Exercise 1 | Could you condense the paragraph of the Aurora Australis text that begins "The Aurora Australis returned from its final voyage" into a short bulleted list that keeps its main facts?
Exercise 2 | Can you rewrite the Aurora Australis text between "On 8 May 2011, Aurora" and "ship underwent maintenance.", inclusive, changing "humanitarian crises" to "humanitarian emergencies"?

Document extract |
● ● ● ● ● ● ●
Aurora Australis was chartered by the AAD over the southern summer for research purposes, and to support the Antarctic bases operated by the AAD. The vessel spent most winters in port in Hobart, as the AAD headquarters is in the nearby town of Kingston. P&O sometimes chartered the ship for other work during winter.

On 8 May 2011, Aurora Australis was chartered by the Department of Defence for a two-month deployment, ending 30 June, as an amphibious transport ship supporting the Royal Australian Navy. The charter, costing A$3.375 million, was to assist in the Australian government response to humanitarian crises and natural disasters that occurred while the naval heavy lift ship underwent maintenance.

In late December 2013, Aurora Australis, Chinese research vessel and French icebreaker L'Astrolabe attempted to rescue Akademik Shokalskiy, which had become stranded in thick Antarctic ice in Watt Bay. None of the three ships were able to reach the Russian icebreaker, with Aurora Australis aborting efforts on the morning of 30 December, due to the risk of the ship also becoming stuck. On 2 February, the 52 passengers from Akademik Shokalskiy were transported by helicopter to Aurora Australis by Xuě Lóngs helicopter, the Chinese icebreaker having become trapped as well. After the rescue, Aurora Australis continued on her original mission to resupply Casey Station, before returning to Hobart on 22 January.

The Aurora Australis returned from its final voyage in March 2020. After 31 years of service to the Australian Antarctic Program, the last trip was a two-week voyage to resupply Macquarie Island and transport expeditioners to the south. Suggestions have been made that the ship could be used as an emergency vessel if acquired by the Australian Government. Another possible use that was suggested for the ship was as an Antarctic-themed museum berthed in Hobart. A not-for-profit organisation, the Aurora Australis Foundation, was established to explore this option. However, by June 2020 it looked like the most likely outcome for the Aurora Australis was to be sold to the Government of Argentina for further Antarctic deployment.
● ● ● ● ● ● ●
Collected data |
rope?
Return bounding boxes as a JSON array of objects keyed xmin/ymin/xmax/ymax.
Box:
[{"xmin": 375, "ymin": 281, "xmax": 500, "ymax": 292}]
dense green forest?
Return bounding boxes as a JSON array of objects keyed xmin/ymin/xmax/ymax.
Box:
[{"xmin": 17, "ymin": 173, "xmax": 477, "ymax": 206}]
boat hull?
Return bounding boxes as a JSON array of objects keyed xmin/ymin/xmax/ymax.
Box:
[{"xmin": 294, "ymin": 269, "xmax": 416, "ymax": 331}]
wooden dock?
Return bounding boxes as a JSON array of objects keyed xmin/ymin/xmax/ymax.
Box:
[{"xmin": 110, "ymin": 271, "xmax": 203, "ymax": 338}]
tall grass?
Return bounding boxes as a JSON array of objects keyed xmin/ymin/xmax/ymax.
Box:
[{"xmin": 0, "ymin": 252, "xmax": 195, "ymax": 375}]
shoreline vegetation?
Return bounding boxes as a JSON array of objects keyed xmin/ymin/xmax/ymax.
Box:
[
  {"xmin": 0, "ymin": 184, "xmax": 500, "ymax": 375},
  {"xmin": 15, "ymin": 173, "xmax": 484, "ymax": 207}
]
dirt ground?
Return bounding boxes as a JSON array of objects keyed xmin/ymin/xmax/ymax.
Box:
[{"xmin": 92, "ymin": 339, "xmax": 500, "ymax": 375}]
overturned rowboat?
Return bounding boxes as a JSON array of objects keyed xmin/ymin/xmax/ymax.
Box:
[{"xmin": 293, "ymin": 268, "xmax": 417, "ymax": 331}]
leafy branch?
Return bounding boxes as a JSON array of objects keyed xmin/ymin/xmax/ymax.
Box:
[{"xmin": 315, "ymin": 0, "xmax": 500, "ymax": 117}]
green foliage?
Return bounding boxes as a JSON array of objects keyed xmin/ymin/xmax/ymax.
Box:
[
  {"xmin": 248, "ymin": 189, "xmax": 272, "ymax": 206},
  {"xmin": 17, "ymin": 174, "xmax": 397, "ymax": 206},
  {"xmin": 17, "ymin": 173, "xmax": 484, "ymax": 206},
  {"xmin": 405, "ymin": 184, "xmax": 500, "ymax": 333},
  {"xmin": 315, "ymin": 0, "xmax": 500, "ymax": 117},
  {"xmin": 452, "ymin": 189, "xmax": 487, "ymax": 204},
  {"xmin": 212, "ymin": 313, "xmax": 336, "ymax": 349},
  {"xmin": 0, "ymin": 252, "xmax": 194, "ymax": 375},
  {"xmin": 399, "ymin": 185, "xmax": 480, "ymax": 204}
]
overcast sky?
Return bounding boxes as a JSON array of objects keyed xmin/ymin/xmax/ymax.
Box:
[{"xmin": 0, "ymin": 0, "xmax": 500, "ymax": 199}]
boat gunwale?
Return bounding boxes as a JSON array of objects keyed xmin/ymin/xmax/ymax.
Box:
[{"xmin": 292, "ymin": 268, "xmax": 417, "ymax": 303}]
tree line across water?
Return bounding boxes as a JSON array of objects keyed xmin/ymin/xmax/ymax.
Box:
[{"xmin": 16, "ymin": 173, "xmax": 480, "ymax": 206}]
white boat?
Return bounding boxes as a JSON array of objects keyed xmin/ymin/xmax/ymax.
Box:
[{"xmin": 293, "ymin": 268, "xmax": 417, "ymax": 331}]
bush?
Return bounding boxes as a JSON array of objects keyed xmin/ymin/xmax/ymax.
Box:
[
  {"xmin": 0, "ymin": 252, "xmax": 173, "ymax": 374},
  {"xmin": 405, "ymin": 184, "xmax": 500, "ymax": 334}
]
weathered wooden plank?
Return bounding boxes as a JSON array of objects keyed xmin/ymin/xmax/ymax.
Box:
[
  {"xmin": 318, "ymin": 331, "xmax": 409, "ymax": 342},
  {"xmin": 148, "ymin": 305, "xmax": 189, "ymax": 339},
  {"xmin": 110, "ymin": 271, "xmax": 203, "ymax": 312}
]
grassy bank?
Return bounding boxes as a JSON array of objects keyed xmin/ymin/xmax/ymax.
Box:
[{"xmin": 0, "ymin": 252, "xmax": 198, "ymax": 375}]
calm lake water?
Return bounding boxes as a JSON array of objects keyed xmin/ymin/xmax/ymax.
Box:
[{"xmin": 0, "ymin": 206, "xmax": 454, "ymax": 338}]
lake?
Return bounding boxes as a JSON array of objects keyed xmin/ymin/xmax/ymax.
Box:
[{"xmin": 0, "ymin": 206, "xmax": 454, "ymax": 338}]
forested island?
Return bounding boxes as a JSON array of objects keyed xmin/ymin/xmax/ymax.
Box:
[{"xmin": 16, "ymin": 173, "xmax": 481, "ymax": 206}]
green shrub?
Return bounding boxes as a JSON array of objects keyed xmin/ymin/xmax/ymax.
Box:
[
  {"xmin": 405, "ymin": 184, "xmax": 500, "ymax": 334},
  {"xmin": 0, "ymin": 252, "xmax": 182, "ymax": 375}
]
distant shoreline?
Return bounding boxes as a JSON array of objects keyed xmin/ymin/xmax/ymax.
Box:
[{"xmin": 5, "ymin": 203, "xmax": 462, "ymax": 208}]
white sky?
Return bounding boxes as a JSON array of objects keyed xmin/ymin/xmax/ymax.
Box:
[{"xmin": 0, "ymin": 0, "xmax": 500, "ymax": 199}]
● ● ● ● ● ● ●
Task result 1 |
- Aurora Australis returned from its final voyage in March 2020, after 31 years with the Australian Antarctic Program.
- That last trip was a two-week voyage to resupply Macquarie Island and carry expeditioners south.
- One suggestion was that the Australian Government acquire the ship for use as an emergency vessel.
- Another was to berth it in Hobart as an Antarctic-themed museum. The not-for-profit Aurora Australis Foundation was set up to explore this.
- By June 2020, the most likely outcome appeared to be a sale to the Government of Argentina for further Antarctic deployment.

Task result 2 |
On 8 May 2011, Aurora Australis was chartered by the Department of Defence for a two-month deployment, ending 30 June, as an amphibious transport ship supporting the Royal Australian Navy. The charter, costing A$3.375 million, was to assist in the Australian government response to humanitarian emergencies and natural disasters that occurred while the naval heavy lift ship underwent maintenance.